## SOURCE
— begin —

The Historiques Toledo 1951
Vacheron Constantin brought out a new Toledo 1951 in 2013, and it
shares many of the traits of the other watches in the Historiques
collection. It is a simple timekeeper, production numbers are low, the
case is rose gold (there are a few rare exceptions to rose gold in the
Historiques collection), it has an in-house movement, and like all such
Vacheron Constantin timepieces now, the entire watch has earned the
Geneva Hallmark.
Case
The dimensions of the Toledo measure 36.4 mm x 43 mm.
Looking head on at the dial and one’s attention is drawn to the steps
up from the main body of the case to the bezel. From an angle, the arch
of the main body calls attention to itself. Curves, indeed!
The original models from the 1950’s were 12 mm thick.This new one is only 8.9 mm thick, and will easily fit under a cuff.
Dial
I found the dial of the Toledo 1951 to be even more captivating than
the case. The inner guilloche pattern shifts focus according to the
angle of the light it reflects.
The Vacheron Constantin signature rises above this pattern and has an opanline finish as on the outer dial.

— end —

## REQUIREMENT A
According to the piece on the Toledo 1951, how thick is the new model released in 2013?
## REQUIREMENT B
Reproduce word for word the part of the Toledo 1951 piece that opens with the words containing "The Historiques Toledo" and closes with "Geneva Hallmark.".

## RECORDS
— begin —

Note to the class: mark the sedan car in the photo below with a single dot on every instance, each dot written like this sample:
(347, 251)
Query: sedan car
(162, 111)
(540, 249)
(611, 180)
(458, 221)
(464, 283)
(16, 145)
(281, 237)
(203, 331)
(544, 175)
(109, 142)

— end —

## COMPLETE OUTPUT A
8.9 mm

## COMPLETE OUTPUT B
The Historiques Toledo 1951
Vacheron Constantin brought out a new Toledo 1951 in 2013, and it
shares many of the traits of the other watches in the Historiques
collection. It is a simple timekeeper, production numbers are low, the
case is rose gold (there are a few rare exceptions to rose gold in the
Historiques collection), it has an in-house movement, and like all such
Vacheron Constantin timepieces now, the entire watch has earned the
Geneva Hallmark.